GİRİŞ
Hem gelenekçi hem modern (yenilikçi) olan Ahmed Cevdet Paşa’nın önce hayatını, yetişmesini, memuriyet vazifelerini ve başta hukuk olmak üzere eserlerini inceleyeceğiz.

Bir dönemde etkili olmuş Ahmed Cevdet Paşa’nın (1822-1895) ıslahat görüşlerini incelediğimiz bu çalışmada kronolojik bilgilerden ziyade fikirlere, icraatlara ve ıslahatların değerlendirilmesine yer verildi. Ahmed Cevdet Paşa 3 kere Maarif Nazırlığı (1873-76 yılları arasında), Adliye, Dahiliye, Evkaf Nazırlıkları, 1850’lerde Darulmuallimini Müdürlüğü, Encümeni Daniş üyeliği yapmıştır. Paşa hukuk ve tarih alanında değerli eserler bırakmıştır. Ayrıca okul kitapları yazmış, lâyıhalar, nizamnameler, talimatnameler hazırlamıştır. 

Hukuk cephesinde özümüze bağlı ve millî bir yenilenmeyi temsil eden Cevdet Paşa’nın hazırladığı Mecelle’ye ilaveten Paşa’nın tarih muhasebesi ve tarihçiliği, dildeki yenilikleri ve iktisadî sahadaki fikirlerini de başlıklar halinde anlatacağız.

Paşa’nın ıslahatlar hakkındaki düşüncelerini verdikten sonra sonuç bölümünde mevzuya topluca bir bakışla Ahmed Cevdet Paşa ve dönemini kısaca değerlendireceğiz.

Gösterilen Malzeme:
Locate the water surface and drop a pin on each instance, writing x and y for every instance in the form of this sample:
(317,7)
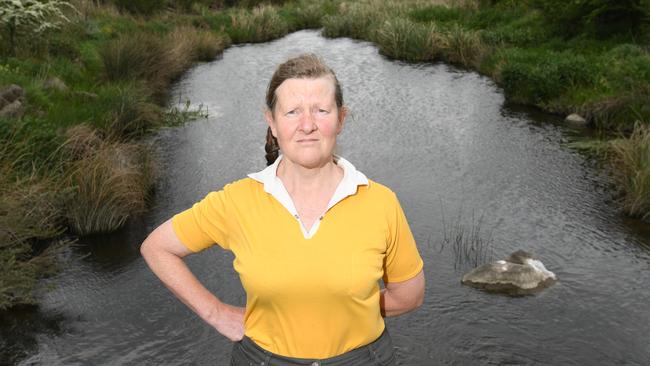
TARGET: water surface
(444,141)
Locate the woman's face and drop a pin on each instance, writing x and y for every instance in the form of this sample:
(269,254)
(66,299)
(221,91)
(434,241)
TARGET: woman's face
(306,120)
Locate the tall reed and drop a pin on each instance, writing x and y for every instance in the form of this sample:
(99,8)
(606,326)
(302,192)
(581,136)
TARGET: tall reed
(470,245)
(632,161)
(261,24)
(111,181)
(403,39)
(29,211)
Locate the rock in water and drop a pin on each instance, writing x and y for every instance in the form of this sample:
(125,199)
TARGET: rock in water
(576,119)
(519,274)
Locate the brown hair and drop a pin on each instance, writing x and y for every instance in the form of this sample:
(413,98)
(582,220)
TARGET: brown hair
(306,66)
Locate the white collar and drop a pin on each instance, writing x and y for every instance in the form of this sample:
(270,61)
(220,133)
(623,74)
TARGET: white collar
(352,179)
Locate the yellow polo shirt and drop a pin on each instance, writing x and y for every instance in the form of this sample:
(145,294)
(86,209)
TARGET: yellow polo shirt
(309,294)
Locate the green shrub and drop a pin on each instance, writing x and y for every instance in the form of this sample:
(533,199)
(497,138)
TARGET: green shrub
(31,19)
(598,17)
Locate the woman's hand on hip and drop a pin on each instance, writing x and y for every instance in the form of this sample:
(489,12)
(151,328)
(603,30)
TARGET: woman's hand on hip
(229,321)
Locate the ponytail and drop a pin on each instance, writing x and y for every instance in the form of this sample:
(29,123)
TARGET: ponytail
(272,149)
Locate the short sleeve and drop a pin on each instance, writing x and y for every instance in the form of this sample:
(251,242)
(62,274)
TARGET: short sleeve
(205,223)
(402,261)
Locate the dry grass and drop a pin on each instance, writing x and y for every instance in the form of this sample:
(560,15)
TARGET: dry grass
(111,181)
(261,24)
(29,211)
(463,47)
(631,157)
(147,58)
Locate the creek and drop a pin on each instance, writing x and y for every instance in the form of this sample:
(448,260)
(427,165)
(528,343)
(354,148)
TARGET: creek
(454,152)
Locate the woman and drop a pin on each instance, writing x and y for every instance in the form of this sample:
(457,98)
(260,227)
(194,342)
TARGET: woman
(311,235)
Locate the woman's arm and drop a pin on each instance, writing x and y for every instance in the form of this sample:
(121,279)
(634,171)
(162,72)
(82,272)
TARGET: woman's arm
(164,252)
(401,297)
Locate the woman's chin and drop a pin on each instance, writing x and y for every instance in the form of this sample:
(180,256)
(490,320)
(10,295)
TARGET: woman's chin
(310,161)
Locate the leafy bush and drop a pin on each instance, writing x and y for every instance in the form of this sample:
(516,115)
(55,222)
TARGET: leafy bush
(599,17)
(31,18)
---
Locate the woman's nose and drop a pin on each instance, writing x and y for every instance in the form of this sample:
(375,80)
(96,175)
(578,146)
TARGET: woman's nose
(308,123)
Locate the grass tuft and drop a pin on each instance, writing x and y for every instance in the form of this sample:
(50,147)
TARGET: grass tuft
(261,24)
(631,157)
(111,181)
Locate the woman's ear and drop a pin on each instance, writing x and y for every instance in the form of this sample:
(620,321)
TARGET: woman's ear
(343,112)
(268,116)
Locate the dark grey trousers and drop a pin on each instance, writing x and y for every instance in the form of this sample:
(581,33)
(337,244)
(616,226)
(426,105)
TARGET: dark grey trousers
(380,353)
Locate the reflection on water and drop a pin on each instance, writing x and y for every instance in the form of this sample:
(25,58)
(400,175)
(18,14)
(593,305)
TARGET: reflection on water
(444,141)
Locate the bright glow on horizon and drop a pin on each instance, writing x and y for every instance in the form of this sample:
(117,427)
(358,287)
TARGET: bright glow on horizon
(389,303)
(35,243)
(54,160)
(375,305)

Alıştırmalar:
1) Ahmed Cevdet Paşa hakkındaki metne göre Paşa'nın yaptığı bütün nazırlıkları sıralayın.
2) Ahmed Cevdet Paşa hakkındaki metinde Paşa'nın kaç kere Maarif Nazırlığı yaptığı belirtiliyor?
Kayıtlar metinle ilgili değildir.

Görevlere Göre Yanıtlar:
1) Maarif Nazırlığı, Adliye Nazırlığı, Dahiliye Nazırlığı, Evkaf Nazırlığı

2) Üç kere